● **SET TASK**
Filter the rows below and keep only the lines that contain the string "paved". Uppercase and lowercase letters count as different.

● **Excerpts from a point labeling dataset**
::::

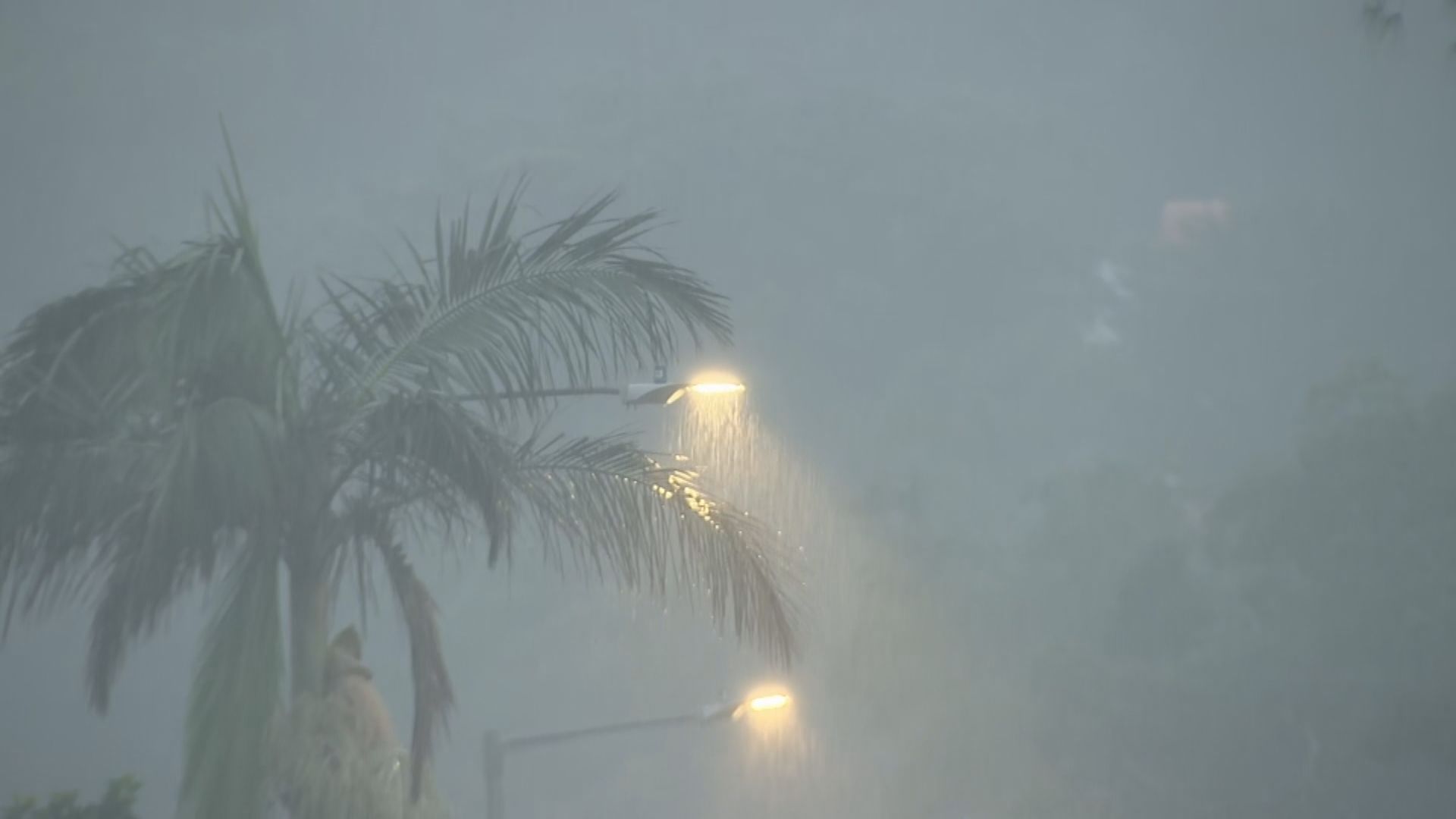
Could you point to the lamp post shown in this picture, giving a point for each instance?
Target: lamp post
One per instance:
(498, 746)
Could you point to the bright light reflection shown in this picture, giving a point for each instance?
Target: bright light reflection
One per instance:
(769, 703)
(717, 388)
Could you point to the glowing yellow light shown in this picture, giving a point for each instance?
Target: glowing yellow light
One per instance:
(715, 384)
(769, 703)
(717, 388)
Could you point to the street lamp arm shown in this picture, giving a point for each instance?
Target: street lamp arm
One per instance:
(536, 394)
(517, 742)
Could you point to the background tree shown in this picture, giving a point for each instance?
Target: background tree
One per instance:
(178, 428)
(115, 803)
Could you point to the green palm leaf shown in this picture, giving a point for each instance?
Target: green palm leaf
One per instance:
(235, 694)
(431, 681)
(506, 315)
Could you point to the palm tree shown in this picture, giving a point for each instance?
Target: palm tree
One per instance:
(177, 426)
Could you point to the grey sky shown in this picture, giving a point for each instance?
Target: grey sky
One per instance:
(909, 205)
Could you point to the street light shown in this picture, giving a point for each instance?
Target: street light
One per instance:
(497, 746)
(661, 392)
(655, 394)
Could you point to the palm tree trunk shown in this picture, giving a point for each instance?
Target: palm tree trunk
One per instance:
(309, 607)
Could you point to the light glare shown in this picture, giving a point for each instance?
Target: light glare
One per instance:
(769, 703)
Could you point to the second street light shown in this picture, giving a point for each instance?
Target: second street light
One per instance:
(497, 748)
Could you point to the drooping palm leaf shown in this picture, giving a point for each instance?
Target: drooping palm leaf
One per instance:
(427, 662)
(223, 474)
(237, 689)
(647, 519)
(509, 316)
(95, 387)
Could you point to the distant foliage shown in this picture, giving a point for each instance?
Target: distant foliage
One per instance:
(115, 803)
(1385, 19)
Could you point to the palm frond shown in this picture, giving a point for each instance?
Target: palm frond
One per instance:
(221, 475)
(431, 681)
(324, 768)
(433, 455)
(237, 691)
(651, 523)
(504, 315)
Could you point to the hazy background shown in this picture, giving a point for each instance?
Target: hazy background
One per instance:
(916, 209)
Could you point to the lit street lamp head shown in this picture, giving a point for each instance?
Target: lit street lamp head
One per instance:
(664, 394)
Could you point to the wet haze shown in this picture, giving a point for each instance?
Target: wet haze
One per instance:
(984, 259)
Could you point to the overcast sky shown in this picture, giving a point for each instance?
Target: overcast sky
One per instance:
(943, 224)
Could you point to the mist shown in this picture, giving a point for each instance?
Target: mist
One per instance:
(1100, 369)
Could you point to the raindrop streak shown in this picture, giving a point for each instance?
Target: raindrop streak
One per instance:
(783, 761)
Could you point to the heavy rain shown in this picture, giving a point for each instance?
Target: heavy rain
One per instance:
(644, 410)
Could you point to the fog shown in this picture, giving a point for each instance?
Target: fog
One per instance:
(1110, 346)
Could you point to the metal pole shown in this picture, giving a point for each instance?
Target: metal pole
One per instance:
(494, 776)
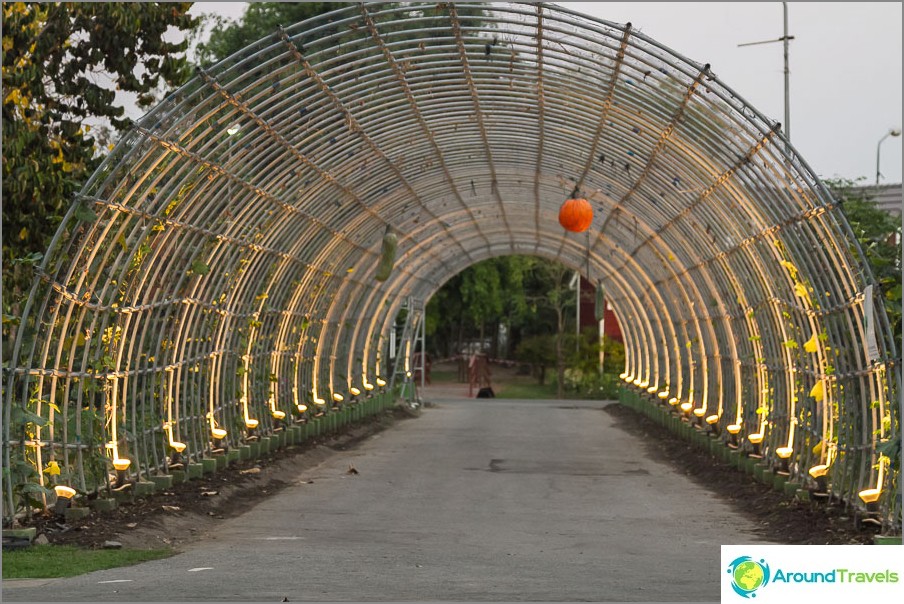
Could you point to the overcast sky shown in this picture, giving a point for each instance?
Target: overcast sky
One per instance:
(844, 61)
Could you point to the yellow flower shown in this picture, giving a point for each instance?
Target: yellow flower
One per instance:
(811, 345)
(792, 270)
(817, 392)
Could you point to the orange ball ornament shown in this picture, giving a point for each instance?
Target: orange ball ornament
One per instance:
(576, 215)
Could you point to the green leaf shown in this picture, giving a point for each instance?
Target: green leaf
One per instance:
(31, 487)
(84, 214)
(24, 416)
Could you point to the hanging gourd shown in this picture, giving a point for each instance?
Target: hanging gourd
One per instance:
(387, 255)
(575, 215)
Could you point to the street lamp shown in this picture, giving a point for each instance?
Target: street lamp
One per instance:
(784, 40)
(891, 132)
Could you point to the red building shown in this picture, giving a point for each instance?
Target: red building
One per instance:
(588, 308)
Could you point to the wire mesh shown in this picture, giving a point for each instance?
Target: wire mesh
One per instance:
(215, 277)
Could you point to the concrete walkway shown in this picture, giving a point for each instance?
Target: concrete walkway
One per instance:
(476, 500)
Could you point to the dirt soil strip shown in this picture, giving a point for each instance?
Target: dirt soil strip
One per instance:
(188, 511)
(775, 516)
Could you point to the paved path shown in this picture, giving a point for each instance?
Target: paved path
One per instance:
(476, 500)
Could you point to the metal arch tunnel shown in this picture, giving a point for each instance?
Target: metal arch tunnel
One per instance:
(215, 278)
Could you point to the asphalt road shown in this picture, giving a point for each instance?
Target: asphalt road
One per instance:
(476, 500)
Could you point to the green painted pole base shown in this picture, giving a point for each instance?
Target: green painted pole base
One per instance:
(162, 482)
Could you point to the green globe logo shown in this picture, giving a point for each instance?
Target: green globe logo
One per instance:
(748, 575)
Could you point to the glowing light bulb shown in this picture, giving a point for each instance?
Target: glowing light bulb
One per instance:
(784, 452)
(64, 491)
(869, 495)
(818, 471)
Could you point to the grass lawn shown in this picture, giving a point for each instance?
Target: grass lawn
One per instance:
(48, 561)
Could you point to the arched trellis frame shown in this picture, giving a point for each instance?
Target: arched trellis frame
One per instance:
(215, 277)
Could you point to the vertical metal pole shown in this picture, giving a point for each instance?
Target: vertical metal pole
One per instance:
(577, 327)
(785, 40)
(602, 346)
(423, 338)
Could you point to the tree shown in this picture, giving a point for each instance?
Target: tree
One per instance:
(62, 66)
(879, 234)
(259, 21)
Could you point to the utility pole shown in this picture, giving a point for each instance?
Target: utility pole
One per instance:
(784, 39)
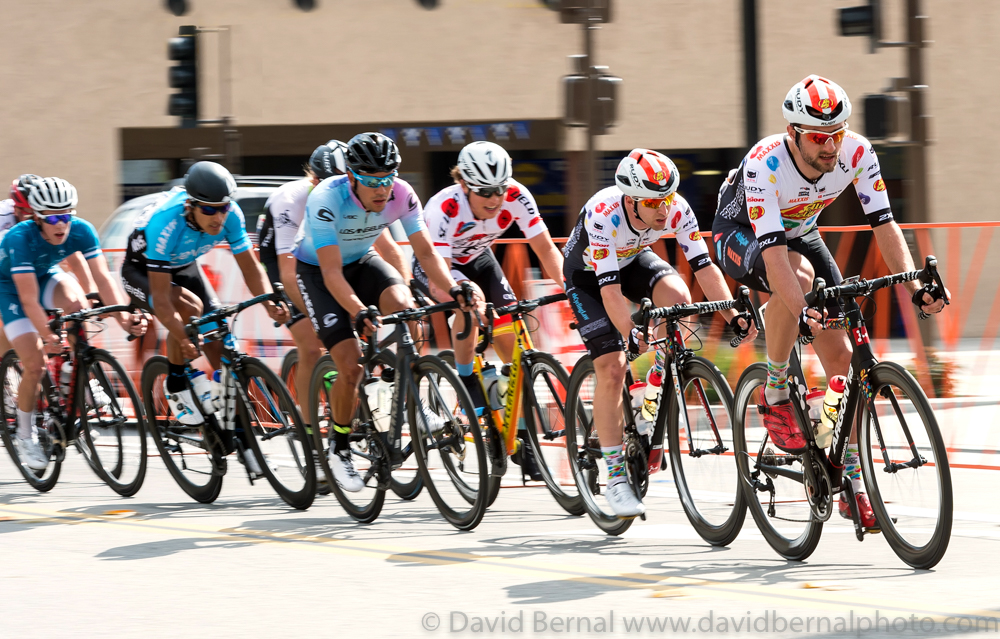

::::

● **COMPLETE ANSWER**
Could you point to the paved path shown in this picture, giving a point for each instance?
Target: paved path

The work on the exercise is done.